:: FRAGMENTO PROPORCIONADO ::
⁂
Evidencias y testimonios de que José Martí fue un trabajador incansable retratan una existencia en que el tiempo no parece haber tenido límites. Una fecha, entre otras, mueve a recodar la concentración de esa realidad: el 25 de marzo, particularmente en 1889 y, sobre todo, en 1895, año final de su trayectoria.
En el primero de esos 25 de marzo circuló en The Evening Post neoyorquino su enérgica respuesta a insultos anticubanos aparecidos en la prensa estadounidense: el 21 de ese mes, “Una opinión proteccionista sobre la anexión de Cuba”, en ese periódico, y antes, el 16, “¿Queremos a Cuba?”, en The Manufacturer, de Filadelfia,
Martí se encargó de reunir en español su respuesta, “Vindicación de Cuba”, y aquellos dos artículos —traducciones presumiblemente suyas las tres— en Cuba y los Estados Unidos, folleto publicado al mes siguiente. Fue una de las veces en que denunció, erguido en la dignidad de Cuba, el menosprecio de su pueblo, como de nuestra América en general, por parte de la entonces emergente potencia imperialista.
El 25 de marzo de 1895, en Montecristi, se mostró con especial intensidad el Martí incansable, a quien no aplastaba obstáculo alguno, como el que entonces le impidió trasladarse con Máximo Gómez y otros expedicionarios a Cuba. Ante la adversidad, intensificó el empleo del tiempo en cumplir el deber, hecho gustoso en él. En una de las cartas de ese día —que, como las demás, se citarán por su Epistolario (1993)— sostuvo: “Ahora hay que dar respeto y sentido humano y amable, al sacrificio”.
De esa fecha son también las dirigidas al médico cubano Ulpiano Dellundé —residía en Cabo Haitiano, donde apoyó a Martí en su labor patriótica—, al brigadier mambí Rafael Rodríguez Agüero y a las hermanas María y Carmen Mantilla Miyares, así como a Gonzalo de Guesada Aróstegui y Benjamín Guerra, quienes lo auxiliaban en Nueva York en tareas del Partido Revolucionario Cubano.
El primero era su secretario personal; el segundo, Tesorero de esa organización, uno de los dos cargos anualmente sometidos a elecciones en su funcional y nada burocrática dirección. Para el otro cargo, Delegado, fue electo Martí año tras año desde la constitución del Partido en 1892 hasta su caída en combate el 19 de mayo de 1895.
A esas cartas sumó la ya citada, que destinó a su amigo dominicano Federico Henríquez y Carvajal, y la que remitió a la madre, Leonor Pérez Cabrera. La primera ha merecido que se le vea carácter de testamento político, en lo que ocupa lugar cimero la que empezó a escribirle a su amigo y confidente mexicano Manuel Mercado el 18 de mayo y la muerte le impidió terminar.
El mismo 25 de marzo de 1895 fechó Martí el manuscrito de la comunicación Al Partido Revolucionario Cubano. Se conocería como Manifiesto de Montecristi, por el sitio dominicano donde fue escrito, y cuyo topónimo —Monte Cristi— terminaría modificado, no solo en la tradición cubana, por el modo como lo escribía Martí.
⁂
:: TU TAREA ::
Según el fragmento sobre José Martí, ¿en qué periódico neoyorquino circuló su respuesta a los insultos anticubanos el 25 de marzo de 1889? Responde, por favor, en una frase.

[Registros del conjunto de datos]
⁂
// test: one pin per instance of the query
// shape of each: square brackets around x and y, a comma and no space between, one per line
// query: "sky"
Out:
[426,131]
⁂
:: ÁREA DE RESPUESTA ::
Circuló en The Evening Post.